● REQUIREMENTS: Write out exactly the lines from the one with "Give one point for each instance of the green grass" through the last line. Pictures stay out.

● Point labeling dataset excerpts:
☆ ☆ ☆
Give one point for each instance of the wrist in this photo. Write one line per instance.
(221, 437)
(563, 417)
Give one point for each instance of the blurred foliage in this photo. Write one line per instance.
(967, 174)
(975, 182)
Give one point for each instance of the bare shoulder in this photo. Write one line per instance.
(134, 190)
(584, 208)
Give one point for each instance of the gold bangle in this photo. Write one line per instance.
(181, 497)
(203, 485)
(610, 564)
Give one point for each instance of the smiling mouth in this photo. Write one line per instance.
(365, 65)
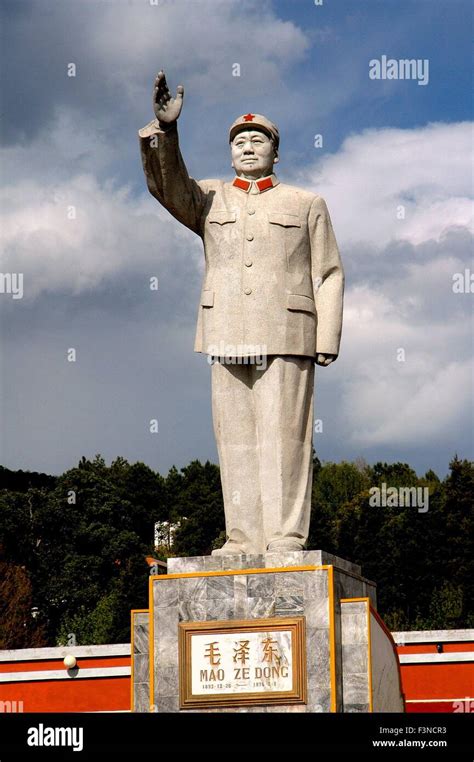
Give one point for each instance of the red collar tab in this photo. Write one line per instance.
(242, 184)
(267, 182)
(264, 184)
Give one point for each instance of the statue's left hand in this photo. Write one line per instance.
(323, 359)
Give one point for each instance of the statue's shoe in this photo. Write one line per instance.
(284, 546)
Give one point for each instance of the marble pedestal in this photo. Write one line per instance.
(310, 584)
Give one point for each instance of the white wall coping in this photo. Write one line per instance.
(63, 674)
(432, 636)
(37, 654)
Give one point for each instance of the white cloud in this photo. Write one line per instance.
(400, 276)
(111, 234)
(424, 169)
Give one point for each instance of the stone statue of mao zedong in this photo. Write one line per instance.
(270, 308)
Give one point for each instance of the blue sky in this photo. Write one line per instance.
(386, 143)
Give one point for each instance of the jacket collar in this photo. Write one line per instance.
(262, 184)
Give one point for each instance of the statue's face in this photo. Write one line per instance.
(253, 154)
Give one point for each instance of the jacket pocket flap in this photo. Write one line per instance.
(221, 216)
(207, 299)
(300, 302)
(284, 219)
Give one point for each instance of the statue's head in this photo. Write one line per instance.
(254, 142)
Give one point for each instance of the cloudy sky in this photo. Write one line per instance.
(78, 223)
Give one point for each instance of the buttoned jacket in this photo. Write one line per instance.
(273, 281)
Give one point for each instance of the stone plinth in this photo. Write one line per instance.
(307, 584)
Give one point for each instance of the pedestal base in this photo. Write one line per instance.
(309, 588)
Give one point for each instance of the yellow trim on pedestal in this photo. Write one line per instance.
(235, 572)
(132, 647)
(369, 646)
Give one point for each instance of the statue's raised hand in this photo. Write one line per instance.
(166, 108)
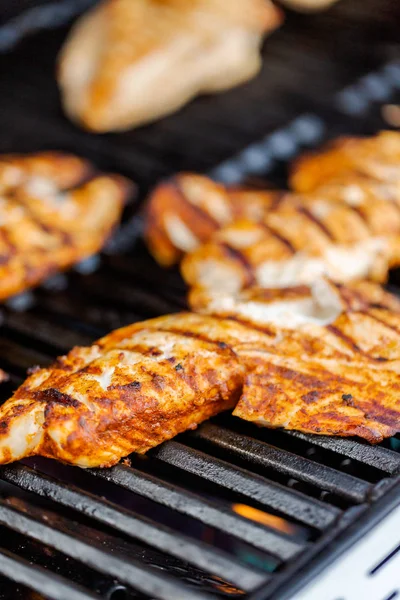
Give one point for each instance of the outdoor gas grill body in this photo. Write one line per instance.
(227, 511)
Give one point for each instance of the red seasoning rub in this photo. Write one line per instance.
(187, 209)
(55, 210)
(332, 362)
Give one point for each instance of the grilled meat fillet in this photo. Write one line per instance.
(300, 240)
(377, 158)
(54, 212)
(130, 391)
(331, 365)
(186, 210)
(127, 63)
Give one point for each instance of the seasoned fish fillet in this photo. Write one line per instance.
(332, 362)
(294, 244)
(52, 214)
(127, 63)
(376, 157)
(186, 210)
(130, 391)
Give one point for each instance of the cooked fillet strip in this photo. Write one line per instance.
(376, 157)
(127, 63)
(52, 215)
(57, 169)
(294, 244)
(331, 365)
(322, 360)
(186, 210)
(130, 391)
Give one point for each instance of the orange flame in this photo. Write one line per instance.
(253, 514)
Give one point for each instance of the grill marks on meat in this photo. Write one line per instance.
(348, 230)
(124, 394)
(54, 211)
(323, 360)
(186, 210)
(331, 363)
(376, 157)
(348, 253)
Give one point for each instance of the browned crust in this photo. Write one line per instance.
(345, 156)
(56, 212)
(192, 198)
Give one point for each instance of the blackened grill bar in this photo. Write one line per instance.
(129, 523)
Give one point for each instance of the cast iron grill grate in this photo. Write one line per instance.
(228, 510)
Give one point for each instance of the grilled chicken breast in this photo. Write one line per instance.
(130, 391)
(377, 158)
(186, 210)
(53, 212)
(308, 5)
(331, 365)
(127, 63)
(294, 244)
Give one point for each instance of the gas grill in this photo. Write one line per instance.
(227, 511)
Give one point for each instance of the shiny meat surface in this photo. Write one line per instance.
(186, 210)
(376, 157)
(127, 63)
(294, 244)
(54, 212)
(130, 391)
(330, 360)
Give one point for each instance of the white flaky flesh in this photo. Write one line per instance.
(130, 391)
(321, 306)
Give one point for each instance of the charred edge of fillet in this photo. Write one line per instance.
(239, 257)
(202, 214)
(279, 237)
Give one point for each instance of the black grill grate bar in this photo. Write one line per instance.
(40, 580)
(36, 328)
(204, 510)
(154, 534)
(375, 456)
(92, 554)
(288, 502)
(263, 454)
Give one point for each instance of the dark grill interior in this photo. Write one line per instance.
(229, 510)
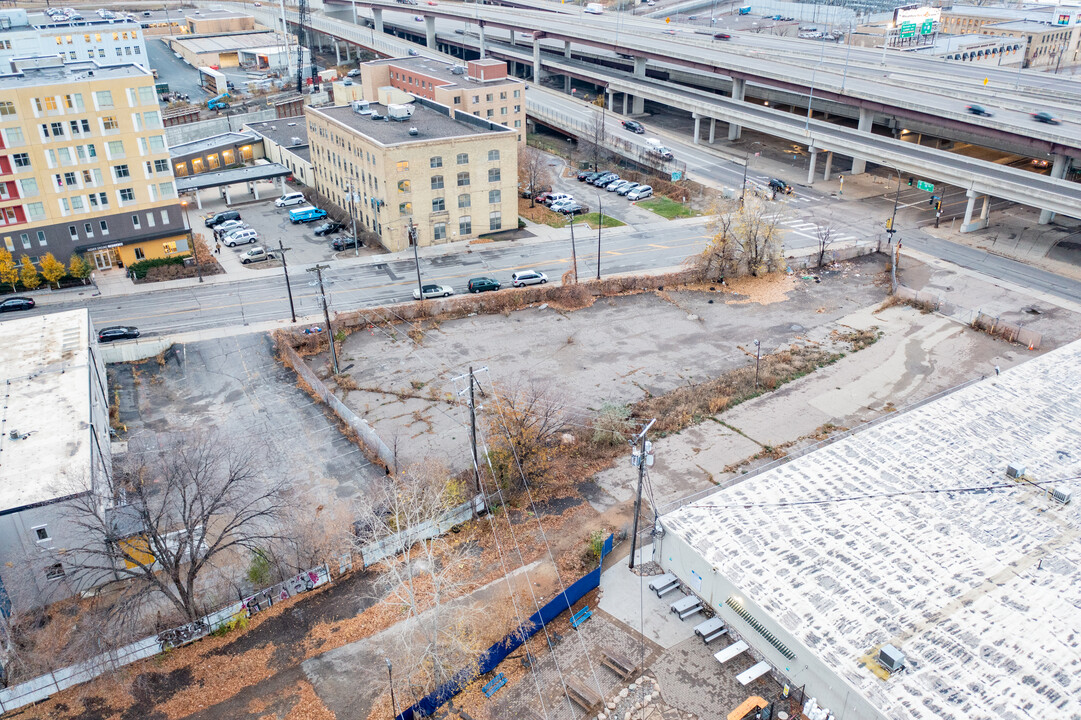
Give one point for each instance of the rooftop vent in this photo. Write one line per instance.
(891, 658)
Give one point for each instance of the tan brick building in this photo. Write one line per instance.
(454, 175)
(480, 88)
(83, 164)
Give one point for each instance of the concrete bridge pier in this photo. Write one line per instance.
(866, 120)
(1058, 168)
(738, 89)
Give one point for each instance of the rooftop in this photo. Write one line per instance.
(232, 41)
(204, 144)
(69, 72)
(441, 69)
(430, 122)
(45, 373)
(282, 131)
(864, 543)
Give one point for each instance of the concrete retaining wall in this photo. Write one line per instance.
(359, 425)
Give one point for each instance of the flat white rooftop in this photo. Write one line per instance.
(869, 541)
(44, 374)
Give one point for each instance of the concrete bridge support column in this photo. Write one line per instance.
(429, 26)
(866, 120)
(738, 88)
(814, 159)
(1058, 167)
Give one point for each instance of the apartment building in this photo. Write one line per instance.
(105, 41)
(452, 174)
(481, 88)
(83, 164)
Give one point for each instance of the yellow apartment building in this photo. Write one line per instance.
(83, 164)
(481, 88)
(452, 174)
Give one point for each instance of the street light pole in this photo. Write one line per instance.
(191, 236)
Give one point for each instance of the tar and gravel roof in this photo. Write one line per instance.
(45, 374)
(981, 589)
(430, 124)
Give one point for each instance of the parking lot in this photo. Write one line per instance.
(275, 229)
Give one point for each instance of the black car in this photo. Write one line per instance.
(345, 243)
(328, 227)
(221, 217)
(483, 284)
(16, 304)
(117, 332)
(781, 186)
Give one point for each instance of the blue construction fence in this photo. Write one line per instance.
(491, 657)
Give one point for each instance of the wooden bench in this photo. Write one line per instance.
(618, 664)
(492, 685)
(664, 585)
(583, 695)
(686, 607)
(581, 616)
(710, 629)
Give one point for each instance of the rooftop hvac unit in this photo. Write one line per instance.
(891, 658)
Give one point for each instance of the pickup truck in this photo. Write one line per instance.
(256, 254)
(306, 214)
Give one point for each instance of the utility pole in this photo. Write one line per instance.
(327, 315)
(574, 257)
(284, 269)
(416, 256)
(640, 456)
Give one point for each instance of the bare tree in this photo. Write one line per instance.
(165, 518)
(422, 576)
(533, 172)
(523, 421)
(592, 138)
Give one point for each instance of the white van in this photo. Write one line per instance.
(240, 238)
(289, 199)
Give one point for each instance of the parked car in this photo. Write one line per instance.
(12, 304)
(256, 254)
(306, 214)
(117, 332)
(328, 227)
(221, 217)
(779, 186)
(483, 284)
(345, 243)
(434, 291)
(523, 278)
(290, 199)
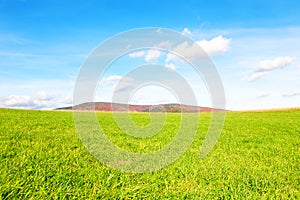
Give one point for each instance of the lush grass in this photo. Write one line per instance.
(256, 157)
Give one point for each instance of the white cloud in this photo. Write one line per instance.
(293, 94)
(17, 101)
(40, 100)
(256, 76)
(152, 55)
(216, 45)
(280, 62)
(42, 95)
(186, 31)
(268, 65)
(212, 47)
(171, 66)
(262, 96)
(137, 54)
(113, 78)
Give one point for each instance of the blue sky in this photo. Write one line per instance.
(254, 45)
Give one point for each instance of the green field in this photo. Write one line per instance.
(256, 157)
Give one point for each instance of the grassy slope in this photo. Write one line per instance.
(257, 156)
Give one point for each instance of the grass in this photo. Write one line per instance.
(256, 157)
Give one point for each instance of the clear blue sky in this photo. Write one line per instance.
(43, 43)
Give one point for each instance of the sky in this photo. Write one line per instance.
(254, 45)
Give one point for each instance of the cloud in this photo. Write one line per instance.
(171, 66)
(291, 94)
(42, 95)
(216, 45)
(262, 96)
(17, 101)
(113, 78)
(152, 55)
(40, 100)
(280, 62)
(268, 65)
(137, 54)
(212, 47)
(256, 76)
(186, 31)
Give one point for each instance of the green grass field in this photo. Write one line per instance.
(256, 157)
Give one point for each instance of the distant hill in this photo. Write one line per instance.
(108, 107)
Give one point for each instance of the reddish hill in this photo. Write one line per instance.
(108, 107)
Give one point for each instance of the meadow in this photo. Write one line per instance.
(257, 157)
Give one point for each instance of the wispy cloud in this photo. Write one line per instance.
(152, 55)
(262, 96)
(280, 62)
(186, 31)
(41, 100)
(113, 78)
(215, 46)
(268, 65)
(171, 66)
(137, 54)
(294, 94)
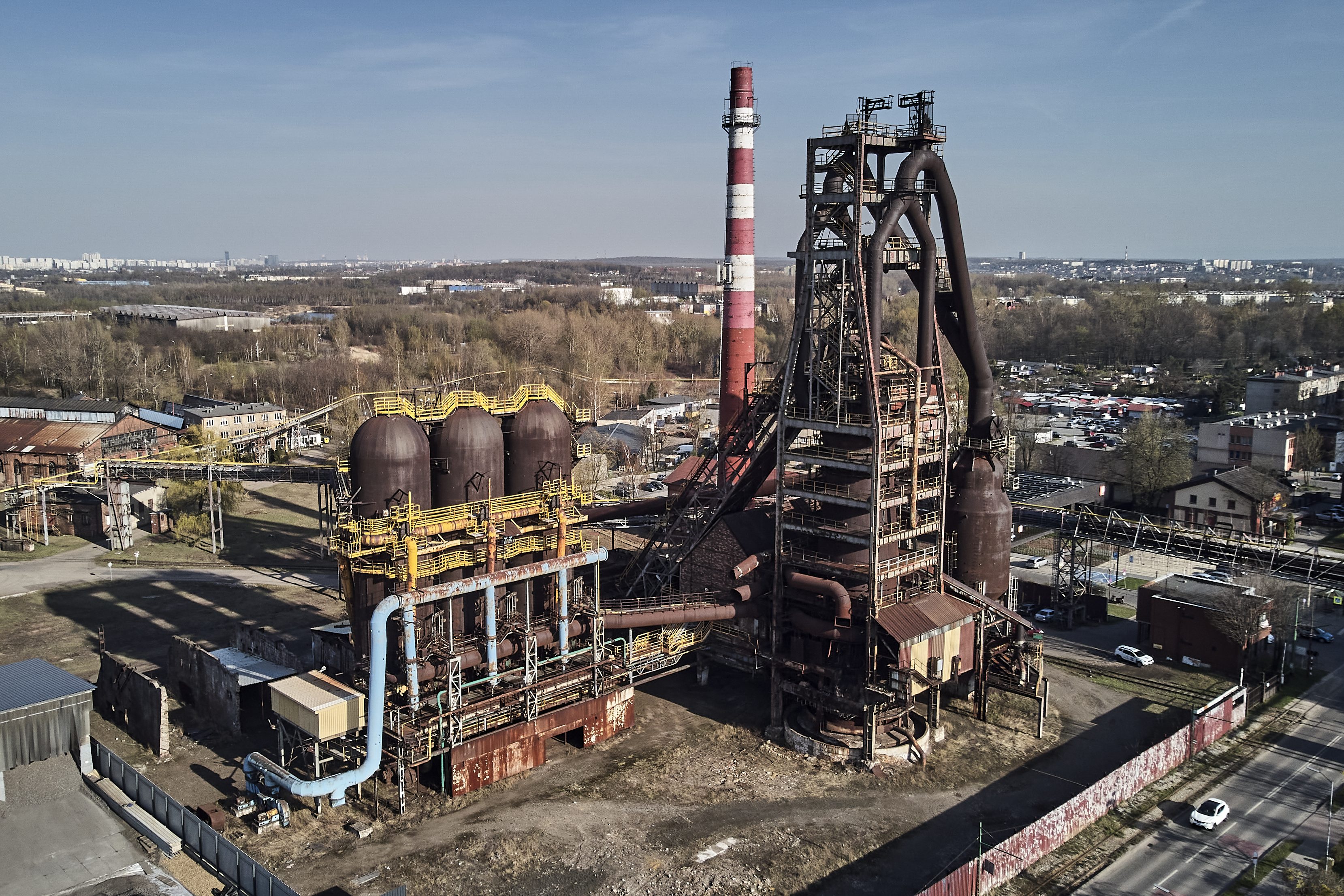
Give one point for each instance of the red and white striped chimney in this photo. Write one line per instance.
☆ ☆ ☆
● PROBLEM SOLUTION:
Give one point for each instance of the green grass field in this photo. Write one line per instance.
(256, 157)
Give one point for each instance of the distant hill in this photo. Write one line per instance.
(108, 107)
Give one point for each instance of the reddish hill in this photo. Write one line per instance.
(108, 107)
Give one point for each instance of the meadow in this photo. Write one line per instance.
(257, 157)
Give one point for each instance of the wispy cloud in this photo. Write one line per instance.
(152, 55)
(262, 96)
(280, 62)
(186, 31)
(41, 100)
(113, 78)
(215, 46)
(268, 65)
(171, 66)
(137, 54)
(294, 94)
Give one point for each instance of the red and white striped chimney in this photo. Write one line per instance.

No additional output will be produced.